## Work to do
Pick out and copy every line of the entries below that contains the word "glowing". Case counts.
* start Source records *
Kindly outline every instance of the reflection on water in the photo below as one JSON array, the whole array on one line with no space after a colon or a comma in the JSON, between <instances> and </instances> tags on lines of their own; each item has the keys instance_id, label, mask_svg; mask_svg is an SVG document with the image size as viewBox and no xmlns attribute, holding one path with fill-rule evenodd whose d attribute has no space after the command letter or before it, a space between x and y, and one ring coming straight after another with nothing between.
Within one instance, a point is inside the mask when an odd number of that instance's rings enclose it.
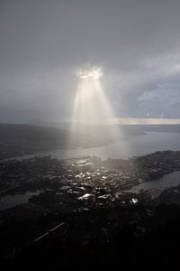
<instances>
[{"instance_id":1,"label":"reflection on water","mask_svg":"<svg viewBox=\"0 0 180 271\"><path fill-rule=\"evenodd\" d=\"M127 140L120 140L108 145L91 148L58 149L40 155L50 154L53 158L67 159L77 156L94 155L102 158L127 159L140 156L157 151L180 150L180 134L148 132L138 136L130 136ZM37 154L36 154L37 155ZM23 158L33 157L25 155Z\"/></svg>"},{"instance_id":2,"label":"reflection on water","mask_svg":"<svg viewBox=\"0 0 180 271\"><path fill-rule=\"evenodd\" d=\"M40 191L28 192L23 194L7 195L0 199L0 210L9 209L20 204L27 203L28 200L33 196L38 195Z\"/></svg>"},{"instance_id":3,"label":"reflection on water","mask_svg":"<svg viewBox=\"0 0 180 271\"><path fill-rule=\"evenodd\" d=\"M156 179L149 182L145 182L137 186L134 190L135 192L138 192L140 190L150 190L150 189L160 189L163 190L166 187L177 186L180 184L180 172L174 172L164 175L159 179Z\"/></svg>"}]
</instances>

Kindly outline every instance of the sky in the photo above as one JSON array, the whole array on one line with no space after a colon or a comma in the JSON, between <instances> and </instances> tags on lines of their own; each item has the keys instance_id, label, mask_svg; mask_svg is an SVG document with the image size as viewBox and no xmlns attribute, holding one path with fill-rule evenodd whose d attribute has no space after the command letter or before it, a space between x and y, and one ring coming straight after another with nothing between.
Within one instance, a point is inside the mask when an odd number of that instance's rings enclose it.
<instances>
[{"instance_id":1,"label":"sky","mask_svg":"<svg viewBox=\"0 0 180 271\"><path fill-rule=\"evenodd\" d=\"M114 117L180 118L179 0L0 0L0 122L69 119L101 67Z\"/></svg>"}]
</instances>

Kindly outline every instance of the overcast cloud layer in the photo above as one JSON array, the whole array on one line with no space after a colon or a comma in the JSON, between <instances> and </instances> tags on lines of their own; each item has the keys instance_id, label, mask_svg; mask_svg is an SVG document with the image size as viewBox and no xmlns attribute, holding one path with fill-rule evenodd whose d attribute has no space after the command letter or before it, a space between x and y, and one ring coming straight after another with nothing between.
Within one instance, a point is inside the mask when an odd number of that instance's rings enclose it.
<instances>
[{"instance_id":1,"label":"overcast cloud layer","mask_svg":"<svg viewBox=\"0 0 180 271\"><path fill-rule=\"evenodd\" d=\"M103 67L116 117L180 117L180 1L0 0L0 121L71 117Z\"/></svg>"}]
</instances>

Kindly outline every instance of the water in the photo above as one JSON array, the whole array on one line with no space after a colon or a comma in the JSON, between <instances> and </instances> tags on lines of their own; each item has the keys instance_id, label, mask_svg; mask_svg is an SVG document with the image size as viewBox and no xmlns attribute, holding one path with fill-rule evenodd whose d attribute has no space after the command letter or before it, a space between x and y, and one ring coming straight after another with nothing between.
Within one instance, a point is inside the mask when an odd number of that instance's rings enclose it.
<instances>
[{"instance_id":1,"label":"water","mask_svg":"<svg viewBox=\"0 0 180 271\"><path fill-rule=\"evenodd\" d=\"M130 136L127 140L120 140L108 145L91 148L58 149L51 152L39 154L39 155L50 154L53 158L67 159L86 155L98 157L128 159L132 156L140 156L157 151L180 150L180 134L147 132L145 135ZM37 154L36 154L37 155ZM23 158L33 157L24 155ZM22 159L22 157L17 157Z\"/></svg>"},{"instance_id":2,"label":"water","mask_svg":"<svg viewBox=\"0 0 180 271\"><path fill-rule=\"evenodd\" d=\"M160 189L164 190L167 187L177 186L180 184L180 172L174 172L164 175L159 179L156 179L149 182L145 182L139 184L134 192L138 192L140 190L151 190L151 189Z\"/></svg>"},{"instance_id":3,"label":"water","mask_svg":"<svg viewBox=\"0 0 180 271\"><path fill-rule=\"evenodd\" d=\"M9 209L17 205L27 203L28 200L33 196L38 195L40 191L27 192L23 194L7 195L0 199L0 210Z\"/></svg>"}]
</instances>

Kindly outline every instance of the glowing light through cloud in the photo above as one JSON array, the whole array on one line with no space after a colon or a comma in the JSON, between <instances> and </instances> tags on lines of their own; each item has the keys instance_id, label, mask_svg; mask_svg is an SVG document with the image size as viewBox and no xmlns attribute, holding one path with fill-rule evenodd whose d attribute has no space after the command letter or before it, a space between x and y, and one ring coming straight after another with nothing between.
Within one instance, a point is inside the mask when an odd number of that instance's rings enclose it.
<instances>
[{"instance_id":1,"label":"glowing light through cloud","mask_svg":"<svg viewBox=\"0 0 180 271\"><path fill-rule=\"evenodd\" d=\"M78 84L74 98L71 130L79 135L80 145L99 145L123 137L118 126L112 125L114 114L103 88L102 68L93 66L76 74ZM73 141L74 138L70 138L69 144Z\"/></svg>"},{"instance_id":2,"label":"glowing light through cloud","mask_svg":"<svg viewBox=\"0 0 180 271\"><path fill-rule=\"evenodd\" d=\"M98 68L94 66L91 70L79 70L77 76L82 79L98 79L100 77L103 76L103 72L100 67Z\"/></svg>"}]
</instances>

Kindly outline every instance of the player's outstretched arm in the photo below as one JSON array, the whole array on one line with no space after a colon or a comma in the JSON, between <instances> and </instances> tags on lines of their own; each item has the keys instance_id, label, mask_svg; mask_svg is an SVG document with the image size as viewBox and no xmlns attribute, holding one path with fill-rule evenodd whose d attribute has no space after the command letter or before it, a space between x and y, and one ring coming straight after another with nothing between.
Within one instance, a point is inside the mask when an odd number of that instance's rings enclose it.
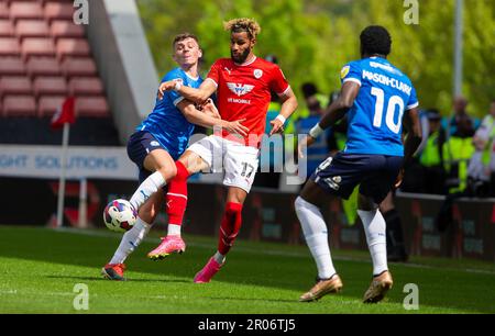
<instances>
* end Source records *
## Written answer
Kindly outline every instance of the glowing light through cloud in the photo above as one JSON array, the whole array on one line with no space after a colon or a comma in the JSON, between <instances> and </instances> tags on lines of their own; each item has the keys instance_id, label, mask_svg; mask_svg is an SVG document with the image size as viewBox and no xmlns attribute, holding one path with fill-rule evenodd whose d attribute has no space after the command letter or before it, a space between x and y, and one ring coming straight after another with nothing between.
[{"instance_id":1,"label":"glowing light through cloud","mask_svg":"<svg viewBox=\"0 0 180 271\"><path fill-rule=\"evenodd\" d=\"M78 84L74 98L71 130L79 135L80 145L99 145L123 137L118 126L112 125L114 114L103 88L102 68L93 66L76 74ZM73 141L74 138L70 138L69 144Z\"/></svg>"},{"instance_id":2,"label":"glowing light through cloud","mask_svg":"<svg viewBox=\"0 0 180 271\"><path fill-rule=\"evenodd\" d=\"M98 68L94 66L91 70L79 70L77 76L82 79L98 79L100 77L103 76L103 72L100 67Z\"/></svg>"}]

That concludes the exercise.